Wherever the string "below" turns up in the data, copy the whole line.

[Items from a dataset]
========================================================================

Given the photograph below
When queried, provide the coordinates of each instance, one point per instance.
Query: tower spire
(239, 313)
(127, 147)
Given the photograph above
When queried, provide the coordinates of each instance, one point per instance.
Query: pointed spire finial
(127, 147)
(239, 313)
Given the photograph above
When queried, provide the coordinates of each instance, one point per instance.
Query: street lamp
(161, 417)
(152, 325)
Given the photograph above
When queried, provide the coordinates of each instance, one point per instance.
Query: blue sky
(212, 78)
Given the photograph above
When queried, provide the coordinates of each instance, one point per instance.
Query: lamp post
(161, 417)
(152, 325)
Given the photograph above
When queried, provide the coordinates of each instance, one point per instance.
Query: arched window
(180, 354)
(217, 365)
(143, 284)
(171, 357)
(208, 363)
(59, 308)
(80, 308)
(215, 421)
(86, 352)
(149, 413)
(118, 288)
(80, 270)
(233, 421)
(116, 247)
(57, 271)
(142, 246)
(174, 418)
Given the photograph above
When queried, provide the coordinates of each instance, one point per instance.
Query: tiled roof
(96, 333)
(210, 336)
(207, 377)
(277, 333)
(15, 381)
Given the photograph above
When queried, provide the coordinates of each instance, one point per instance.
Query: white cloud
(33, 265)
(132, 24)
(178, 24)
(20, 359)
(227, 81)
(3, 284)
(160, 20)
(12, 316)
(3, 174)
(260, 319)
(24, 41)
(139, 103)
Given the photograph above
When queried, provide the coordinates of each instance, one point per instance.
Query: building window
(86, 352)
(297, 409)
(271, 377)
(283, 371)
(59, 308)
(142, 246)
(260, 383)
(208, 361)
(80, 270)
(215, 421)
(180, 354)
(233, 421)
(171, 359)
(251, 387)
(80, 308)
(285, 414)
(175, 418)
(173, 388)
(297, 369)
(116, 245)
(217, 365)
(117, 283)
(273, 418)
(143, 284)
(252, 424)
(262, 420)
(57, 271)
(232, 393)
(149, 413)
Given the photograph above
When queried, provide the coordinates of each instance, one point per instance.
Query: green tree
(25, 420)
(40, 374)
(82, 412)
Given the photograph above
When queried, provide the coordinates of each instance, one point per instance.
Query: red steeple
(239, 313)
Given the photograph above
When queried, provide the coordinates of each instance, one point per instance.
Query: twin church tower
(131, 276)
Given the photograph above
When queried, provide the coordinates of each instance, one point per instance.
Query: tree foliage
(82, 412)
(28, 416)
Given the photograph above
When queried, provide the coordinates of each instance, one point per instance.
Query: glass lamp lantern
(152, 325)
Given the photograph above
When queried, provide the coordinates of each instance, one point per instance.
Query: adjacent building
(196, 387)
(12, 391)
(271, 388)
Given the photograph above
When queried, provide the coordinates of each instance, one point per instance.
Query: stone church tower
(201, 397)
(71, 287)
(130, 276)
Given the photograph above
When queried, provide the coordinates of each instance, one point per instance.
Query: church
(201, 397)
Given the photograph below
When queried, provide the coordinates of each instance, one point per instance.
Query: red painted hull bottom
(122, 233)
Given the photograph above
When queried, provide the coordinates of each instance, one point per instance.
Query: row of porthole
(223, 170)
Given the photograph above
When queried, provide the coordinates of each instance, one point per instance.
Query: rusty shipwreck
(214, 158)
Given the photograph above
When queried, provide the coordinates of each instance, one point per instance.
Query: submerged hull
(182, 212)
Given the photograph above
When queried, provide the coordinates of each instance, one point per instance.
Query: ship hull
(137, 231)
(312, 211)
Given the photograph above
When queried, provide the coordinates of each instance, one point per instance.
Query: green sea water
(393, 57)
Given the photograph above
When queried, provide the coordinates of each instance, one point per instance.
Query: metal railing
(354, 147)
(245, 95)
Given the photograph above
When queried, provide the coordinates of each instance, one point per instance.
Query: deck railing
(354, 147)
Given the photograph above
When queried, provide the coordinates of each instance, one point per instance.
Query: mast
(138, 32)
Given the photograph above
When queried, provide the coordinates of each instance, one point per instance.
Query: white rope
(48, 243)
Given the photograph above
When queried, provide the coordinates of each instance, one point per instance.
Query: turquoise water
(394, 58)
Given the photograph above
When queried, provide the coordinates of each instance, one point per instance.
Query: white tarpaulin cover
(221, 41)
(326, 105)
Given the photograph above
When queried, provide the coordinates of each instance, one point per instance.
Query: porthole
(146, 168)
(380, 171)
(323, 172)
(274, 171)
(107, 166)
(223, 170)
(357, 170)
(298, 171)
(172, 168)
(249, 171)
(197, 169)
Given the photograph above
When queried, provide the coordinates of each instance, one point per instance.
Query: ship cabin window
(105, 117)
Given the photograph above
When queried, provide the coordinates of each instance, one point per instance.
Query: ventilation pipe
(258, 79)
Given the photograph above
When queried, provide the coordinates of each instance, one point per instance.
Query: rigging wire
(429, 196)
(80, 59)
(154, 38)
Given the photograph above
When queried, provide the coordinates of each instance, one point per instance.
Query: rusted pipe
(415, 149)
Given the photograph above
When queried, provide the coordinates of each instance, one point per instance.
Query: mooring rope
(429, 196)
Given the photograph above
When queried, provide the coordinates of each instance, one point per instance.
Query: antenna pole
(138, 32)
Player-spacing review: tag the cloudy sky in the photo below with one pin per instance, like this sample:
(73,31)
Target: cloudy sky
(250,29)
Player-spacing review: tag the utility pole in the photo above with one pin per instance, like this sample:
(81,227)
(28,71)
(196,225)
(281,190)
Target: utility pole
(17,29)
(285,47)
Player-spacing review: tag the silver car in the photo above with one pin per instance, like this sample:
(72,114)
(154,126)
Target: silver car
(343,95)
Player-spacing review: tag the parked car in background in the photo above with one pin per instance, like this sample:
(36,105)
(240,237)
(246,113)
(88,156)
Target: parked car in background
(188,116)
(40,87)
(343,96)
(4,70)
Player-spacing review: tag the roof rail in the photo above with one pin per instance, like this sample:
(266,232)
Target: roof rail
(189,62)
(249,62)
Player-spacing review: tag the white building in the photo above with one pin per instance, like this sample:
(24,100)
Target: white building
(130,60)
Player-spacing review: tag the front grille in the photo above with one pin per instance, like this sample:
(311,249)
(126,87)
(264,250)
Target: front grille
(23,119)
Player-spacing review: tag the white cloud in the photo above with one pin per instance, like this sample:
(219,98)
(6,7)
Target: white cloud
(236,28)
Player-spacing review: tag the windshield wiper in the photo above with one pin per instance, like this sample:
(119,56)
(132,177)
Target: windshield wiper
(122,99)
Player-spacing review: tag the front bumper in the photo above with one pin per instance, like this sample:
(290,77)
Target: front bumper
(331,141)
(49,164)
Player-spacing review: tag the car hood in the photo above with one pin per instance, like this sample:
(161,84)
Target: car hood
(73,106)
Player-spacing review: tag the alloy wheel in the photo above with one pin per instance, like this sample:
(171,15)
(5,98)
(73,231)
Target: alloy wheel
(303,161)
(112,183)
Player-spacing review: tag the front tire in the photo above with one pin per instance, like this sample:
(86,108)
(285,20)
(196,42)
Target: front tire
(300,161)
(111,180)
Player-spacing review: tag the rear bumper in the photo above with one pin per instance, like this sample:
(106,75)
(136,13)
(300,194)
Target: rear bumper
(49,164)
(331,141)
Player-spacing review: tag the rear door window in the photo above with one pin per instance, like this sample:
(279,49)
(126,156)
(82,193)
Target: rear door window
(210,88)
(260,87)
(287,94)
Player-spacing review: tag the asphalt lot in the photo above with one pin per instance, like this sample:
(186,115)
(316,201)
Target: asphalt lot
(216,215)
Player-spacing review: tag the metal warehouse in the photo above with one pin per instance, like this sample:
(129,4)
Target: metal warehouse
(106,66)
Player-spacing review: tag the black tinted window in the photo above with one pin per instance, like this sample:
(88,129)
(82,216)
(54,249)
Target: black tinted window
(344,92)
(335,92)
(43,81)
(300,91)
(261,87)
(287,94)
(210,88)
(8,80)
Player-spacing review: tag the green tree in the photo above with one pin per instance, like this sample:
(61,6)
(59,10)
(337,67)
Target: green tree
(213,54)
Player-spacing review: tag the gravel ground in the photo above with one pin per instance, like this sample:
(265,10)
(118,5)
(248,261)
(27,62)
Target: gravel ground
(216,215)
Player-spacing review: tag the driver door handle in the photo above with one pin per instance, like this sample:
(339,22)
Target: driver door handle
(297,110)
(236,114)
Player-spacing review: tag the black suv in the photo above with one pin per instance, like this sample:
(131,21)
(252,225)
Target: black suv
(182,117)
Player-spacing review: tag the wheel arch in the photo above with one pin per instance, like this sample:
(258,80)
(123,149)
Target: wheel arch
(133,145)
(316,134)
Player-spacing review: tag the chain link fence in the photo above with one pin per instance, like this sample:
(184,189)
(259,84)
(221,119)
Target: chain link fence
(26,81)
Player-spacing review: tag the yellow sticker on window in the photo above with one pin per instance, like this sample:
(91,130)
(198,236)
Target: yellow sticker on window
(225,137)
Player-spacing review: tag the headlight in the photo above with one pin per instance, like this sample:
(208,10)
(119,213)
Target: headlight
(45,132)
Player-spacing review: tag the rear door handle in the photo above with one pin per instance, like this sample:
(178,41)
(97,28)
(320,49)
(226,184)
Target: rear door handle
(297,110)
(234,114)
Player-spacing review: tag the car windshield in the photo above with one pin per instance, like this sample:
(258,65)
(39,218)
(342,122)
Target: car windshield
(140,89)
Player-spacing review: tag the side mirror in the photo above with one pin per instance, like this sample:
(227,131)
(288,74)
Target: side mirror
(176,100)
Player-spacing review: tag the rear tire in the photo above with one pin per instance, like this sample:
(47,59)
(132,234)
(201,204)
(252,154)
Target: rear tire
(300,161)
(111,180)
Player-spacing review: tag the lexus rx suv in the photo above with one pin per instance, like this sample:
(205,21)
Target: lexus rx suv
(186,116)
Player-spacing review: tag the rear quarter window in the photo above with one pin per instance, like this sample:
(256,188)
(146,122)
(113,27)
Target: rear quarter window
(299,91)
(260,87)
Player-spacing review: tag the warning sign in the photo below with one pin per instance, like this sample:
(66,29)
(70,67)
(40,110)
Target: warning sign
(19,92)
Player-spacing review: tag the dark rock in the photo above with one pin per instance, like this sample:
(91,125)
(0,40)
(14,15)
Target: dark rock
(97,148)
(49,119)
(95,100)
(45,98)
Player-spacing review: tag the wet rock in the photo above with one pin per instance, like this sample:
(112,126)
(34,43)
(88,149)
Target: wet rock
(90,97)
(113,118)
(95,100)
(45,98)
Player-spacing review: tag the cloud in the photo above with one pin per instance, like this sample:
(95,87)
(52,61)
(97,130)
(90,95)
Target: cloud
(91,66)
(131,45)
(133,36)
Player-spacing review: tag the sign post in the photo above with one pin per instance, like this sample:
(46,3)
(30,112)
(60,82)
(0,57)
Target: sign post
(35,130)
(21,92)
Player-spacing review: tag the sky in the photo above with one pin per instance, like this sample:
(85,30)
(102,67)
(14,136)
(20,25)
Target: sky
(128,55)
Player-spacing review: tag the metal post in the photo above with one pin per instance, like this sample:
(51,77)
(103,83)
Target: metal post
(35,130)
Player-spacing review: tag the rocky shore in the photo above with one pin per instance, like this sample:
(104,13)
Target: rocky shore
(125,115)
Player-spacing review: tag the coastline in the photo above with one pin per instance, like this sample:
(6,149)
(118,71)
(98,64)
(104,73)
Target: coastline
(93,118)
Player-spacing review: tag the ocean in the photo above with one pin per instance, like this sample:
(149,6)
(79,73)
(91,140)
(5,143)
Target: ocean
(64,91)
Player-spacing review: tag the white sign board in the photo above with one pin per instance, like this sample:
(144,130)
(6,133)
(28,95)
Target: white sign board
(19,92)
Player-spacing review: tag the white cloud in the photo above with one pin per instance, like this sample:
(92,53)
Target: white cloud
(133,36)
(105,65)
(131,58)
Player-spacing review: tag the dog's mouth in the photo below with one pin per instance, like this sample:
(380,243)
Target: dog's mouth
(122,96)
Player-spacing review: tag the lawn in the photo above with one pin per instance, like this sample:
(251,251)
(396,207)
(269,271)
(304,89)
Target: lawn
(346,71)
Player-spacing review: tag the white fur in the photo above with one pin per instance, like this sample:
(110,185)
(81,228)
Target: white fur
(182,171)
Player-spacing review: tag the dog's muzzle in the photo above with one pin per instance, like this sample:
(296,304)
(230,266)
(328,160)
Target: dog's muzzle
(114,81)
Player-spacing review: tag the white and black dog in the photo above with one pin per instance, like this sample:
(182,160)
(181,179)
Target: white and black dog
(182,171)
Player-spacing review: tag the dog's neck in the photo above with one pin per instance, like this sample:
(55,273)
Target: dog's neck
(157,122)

========================================================================

• [EXERCISE SOLUTION]
Given the photograph below
Given the photograph below
Player-spacing review: tag the cloudy sky in the photo below with one pin per instance, like this sample:
Player-spacing review: tag the warning sign in the photo below with one pin per instance, like this sample:
Player-spacing review: tag the dog's mouth in the photo below with one pin per instance, like this sample:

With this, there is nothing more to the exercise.